** What this task involves **
Copy every headline line that comes before the "WASHINGTON" dateline in the news release about the House health care vote below.

** Excerpted text **
┄┄┄┄┄┄┄┄┄┄┄┄┄┄┄┄┄┄┄┄

House action backs President Obama's promise to not expand abortion

Senate must follow House example

Bishops still concerned for poor, elderly

WASHINGTON, Nov. 9 /PRNewswire-USNewswire/ -- Cardinal Francis George of Chicago, president of the United States Conference of Catholic Bishops, lauded the November 7 decision of the U.S. House of Representatives to block federal health care reform money from paying for elective abortions.

In a statement issued November 9, two days after the Saturday night decision, Cardinal George voiced thanks that "the Representatives honored President Obama's commitment to the Congress and the nation that health care reform would not become a vehicle for expanding abortion funding or mandates."

"The Conference will remain vigilant and involved throughout this entire process to assure that these essential provisions are maintained and included in the final legislation," he added.

┄┄┄┄┄┄┄┄┄┄┄┄┄┄┄┄┄┄┄┄

** Raw data **
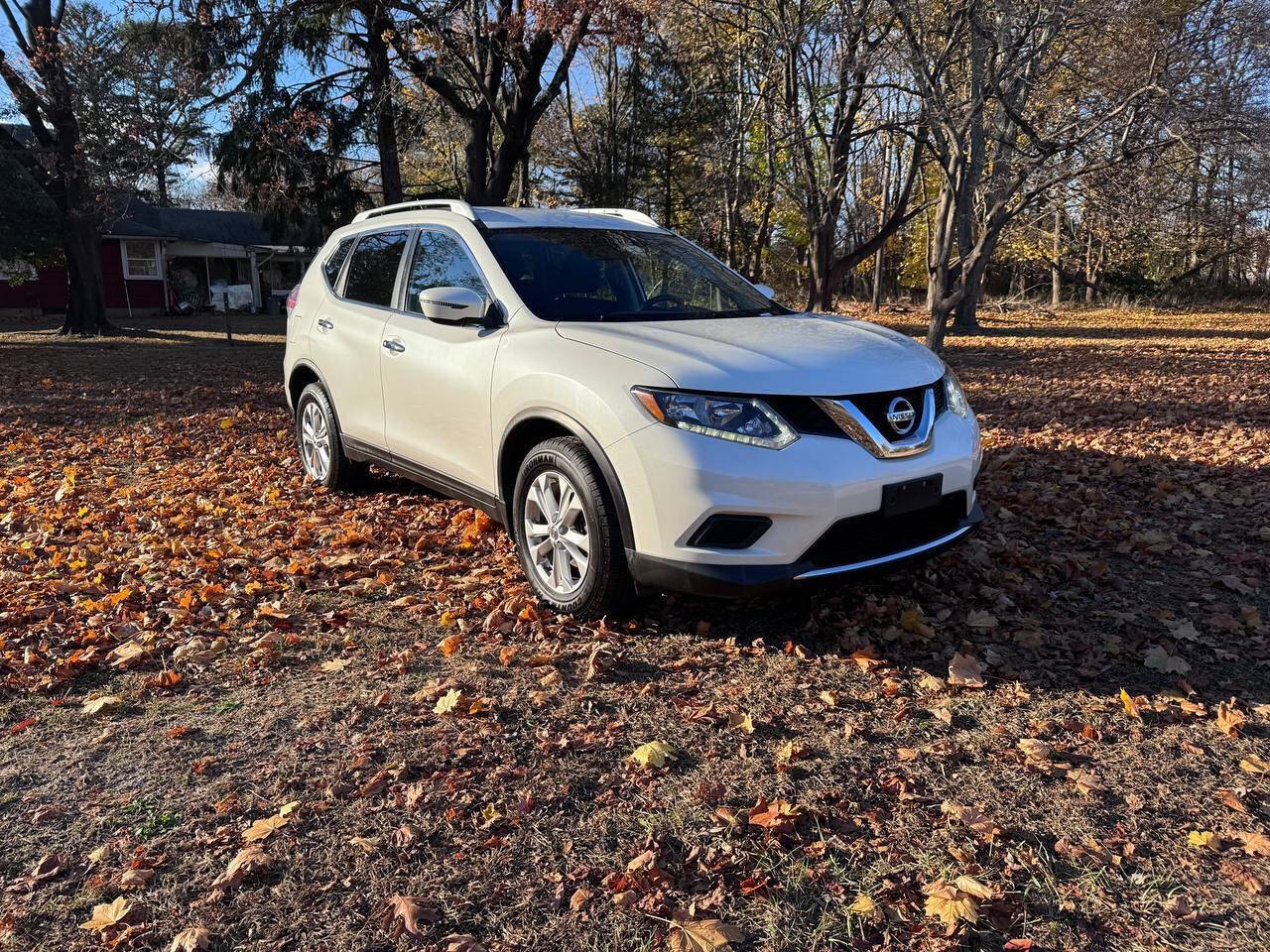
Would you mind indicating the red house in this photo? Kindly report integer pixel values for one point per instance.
(154, 258)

┄┄┄┄┄┄┄┄┄┄┄┄┄┄┄┄┄┄┄┄

** Response to the task **
House action backs President Obama's promise to not expand abortion
Senate must follow House example
Bishops still concerned for poor, elderly